[Document section start]

I have just been soooo busy. I hope you don't feel like I have abandoned all of you. I have not. I am reading you as often as possible. I am trying to leave sporadic comments. I am keeping up with you all on Twitter. And Facebook. Its just that...I am online all day at work. And then I am online all evening at home for school. Or I am in school. UGH!!! It is all just almost too much for me to deal with.

School has consumed waaaaay more time than I was expecting it to. My online classes are requiring more work than my A&P class is. Its like because they don't see me twice a week that they need to pile that much more work on top of me. I even missed a deadline on an english paper. I turned it in within 24 hours, but still...I missed a deadline. Also...I made a D on my A&P test. I made a D?!?!?!?!? How does that even happen? It was a hard day that day but ohmygoodness....I was good at A&P in high school. I don't make Ds on exams. But...I am trying not to freak out about it. I did spend a good portion of Thursday freaked out... I know, I just need to find a good routine. Unfortunately, it almost seems like that routine is going to be studying every every single night for hours on end, which will mean that there is no time for my child.

[Document section end]
[Dataset start]

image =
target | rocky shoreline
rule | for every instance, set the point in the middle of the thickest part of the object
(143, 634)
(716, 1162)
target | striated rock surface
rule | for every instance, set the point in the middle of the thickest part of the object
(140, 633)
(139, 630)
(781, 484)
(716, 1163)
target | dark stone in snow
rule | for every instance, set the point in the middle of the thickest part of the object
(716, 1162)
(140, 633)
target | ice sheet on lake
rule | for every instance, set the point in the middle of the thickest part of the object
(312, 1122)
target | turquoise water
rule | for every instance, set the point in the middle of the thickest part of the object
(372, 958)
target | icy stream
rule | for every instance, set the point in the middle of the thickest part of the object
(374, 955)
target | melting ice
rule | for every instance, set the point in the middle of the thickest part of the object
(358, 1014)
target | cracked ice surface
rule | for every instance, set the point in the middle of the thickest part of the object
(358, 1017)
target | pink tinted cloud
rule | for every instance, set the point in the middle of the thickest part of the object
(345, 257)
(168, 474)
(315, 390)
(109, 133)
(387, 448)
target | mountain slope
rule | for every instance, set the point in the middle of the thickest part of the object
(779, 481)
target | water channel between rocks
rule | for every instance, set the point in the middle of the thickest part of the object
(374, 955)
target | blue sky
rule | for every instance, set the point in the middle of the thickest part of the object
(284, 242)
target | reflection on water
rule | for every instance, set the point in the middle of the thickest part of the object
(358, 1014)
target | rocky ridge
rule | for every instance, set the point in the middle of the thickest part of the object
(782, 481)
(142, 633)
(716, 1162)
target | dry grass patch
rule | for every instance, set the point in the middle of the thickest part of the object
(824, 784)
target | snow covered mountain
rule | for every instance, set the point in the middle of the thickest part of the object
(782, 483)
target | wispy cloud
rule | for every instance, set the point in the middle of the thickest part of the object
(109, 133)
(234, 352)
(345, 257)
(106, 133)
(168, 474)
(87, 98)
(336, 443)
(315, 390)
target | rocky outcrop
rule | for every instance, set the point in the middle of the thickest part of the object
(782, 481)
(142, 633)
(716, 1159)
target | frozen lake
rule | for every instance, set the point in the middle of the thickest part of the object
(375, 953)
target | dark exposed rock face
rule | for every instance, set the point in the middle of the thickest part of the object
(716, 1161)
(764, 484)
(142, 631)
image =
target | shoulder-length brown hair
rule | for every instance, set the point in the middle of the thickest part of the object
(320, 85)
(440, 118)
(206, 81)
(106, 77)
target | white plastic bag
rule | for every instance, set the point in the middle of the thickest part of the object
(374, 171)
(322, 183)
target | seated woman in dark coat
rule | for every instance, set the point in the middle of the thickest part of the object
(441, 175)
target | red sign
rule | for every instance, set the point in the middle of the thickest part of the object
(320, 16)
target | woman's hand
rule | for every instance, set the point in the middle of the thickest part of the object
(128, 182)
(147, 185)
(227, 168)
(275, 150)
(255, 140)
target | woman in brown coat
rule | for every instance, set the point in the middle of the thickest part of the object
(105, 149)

[Dataset end]

* [Tasks to complete]:
1/ Answer these questions about the post on being busy with school:
(a) Where is the writer online all day?
(b) Within how many hours did the writer turn in the late english paper?
(c) What grade did the writer make on the A&P test?
2/ Give a continuation of the post on being busy with school, picking up right after its final sentence.
This data comes from a separate source.

* [Answers to the problems]:
1/
(a) At work.
(b) Within 24 hours.
(c) A D.

2/
I already feel like a giant MOMFAIL lately for having her daddy take care of her over the weekend last weekend when I was inundated with assignments. I hate that he gets to pick her up on Tuesdays because I don't get home until eleven o'clock. I miss hanging out with my kiddo in the evenings. I miss snuggle time at night. I hate having to hear her get distraught at bedtime, as she tends to do, when daddy puts her to bed. But I can not just step in and step on his toes. This is probably why I have not shooed her back in to her own bed when she comes crawling into mine in the middle of the night. I loooove cuddly time. I love waking up to her little hand on my face and her breath in my ear. It makes it difficult to roll over, but its totally worth it.

On top of that...I am just BORED at my job. I hate being bored. I like variety. We are busy. But its the same thing day in and day out. BLAH BLAH BLAH!!! Even when I am really busy - it is the same thing - its invoicing - and new hires - and commissions. Its not anything different - ever.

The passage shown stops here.